# [Vos consignes]
Extrayez du vademecum sur le jeu théâtral, reproduit ci-dessous, le passage qui s'ouvre sur les mots contenant « 1°) Le texte » et se ferme sur « du spectateur éclairé. », sans y changer un seul mot.
━━ Texte cité ━━
Si cela peut faire gagner du temps à quelques collègues, voici le petit vademecum transmis à mes chers élèves du club théâtre qui ont travaillé sans relâche l'an dernier pour présenter une version écourtée mais fidèle de Cyrano de Bergerac.

 

Le théâtre est à la fois un art de la vérité et de l'exagération. On doit y exprimer des sentiments humains avec justesse tout en les amplifiant. (Voir * au verso pour aller plus loin)

1°) Le texte

« Au commencement était le texte ». Pas de pièce sans son texte, qu'il faut servir et exprimer le mieux possible.

a) Respect du texte, donc, dans sa lettre et son esprit.

Bien articuler, ne pas écorcher les mots, ni avaler les syllabes, surtout quand il s'agit de vers : un vers boiteux (amputé d'un pied) vous fera trébucher et blessera l'oreille du spectateur éclairé.

 

b) Ne pas aller trop vite :

. Le jour du spectacle, on sera stressé, le cœur battra plus vite, on risque de parler avec encore plus de précipitation.

. Se laisser le temps de respirer entre les phrases, afin de ne pas être stoppé net à la première hésitation que le trac pourra infliger à une mémoire défaillante, et rendre ainsi plus claires pour le public les articulations et enchaînements du discours en les marquant par de brèves pauses. Ne pas craindre le silence : quelques secondes mettent en valeur le texte à l'oral comme une marge l'encadre à l'écrit.
━━━
━━ Liste des entrées ━━
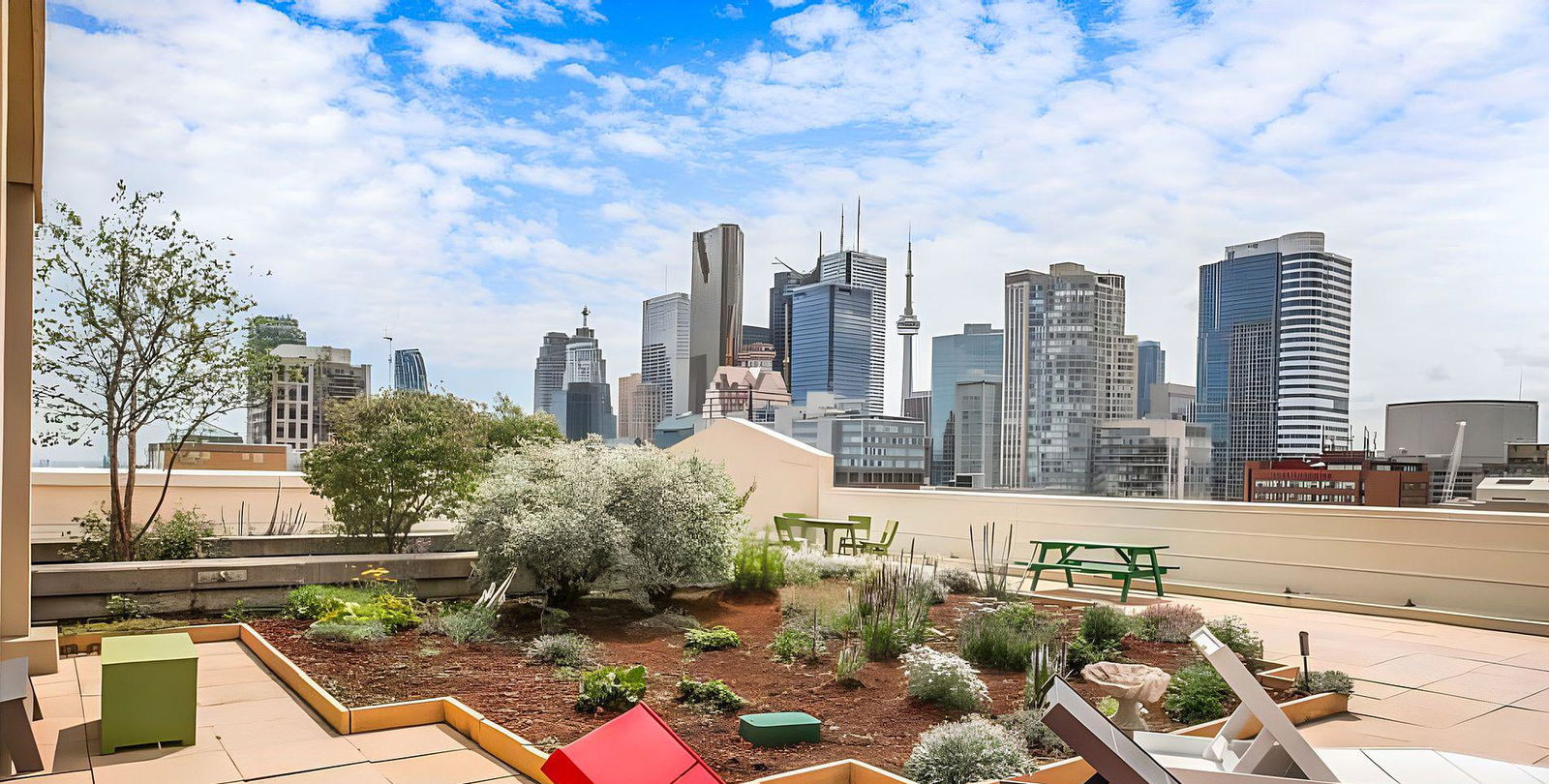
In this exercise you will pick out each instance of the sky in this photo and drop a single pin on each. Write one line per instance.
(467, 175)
━━━
━━ Liste des entrées ━━
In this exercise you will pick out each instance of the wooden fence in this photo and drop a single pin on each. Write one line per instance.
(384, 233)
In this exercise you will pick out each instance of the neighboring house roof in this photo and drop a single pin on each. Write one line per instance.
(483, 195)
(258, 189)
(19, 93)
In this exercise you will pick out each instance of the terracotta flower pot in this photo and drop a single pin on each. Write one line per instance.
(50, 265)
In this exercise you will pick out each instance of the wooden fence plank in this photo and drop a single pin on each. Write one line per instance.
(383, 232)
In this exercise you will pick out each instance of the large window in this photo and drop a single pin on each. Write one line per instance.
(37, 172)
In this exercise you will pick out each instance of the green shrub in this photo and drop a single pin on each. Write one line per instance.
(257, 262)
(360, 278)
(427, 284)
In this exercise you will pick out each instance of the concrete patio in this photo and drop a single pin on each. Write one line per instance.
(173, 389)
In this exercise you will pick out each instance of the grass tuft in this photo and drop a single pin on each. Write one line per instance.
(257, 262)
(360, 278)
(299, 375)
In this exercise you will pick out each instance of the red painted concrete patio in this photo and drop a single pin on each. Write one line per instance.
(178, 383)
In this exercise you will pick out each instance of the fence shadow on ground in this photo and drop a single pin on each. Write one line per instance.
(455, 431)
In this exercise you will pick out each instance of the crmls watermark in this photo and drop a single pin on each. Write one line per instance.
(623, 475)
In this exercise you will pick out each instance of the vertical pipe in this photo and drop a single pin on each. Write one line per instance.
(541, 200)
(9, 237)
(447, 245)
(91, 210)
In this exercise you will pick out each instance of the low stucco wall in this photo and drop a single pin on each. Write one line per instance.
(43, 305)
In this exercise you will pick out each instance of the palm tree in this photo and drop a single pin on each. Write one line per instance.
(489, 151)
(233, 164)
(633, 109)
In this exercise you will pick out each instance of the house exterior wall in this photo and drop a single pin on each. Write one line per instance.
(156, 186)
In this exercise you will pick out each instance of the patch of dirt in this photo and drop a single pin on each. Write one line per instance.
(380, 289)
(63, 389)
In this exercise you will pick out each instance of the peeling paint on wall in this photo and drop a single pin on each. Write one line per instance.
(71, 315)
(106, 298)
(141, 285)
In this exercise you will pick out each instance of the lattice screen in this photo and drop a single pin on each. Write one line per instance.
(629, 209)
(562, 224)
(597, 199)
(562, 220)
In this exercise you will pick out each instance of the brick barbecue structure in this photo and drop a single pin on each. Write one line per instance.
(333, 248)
━━━
# [Réponse à l'exercice]
1°) Le texte

« Au commencement était le texte ». Pas de pièce sans son texte, qu'il faut servir et exprimer le mieux possible.

a) Respect du texte, donc, dans sa lettre et son esprit.

Bien articuler, ne pas écorcher les mots, ni avaler les syllabes, surtout quand il s'agit de vers : un vers boiteux (amputé d'un pied) vous fera trébucher et blessera l'oreille du spectateur éclairé.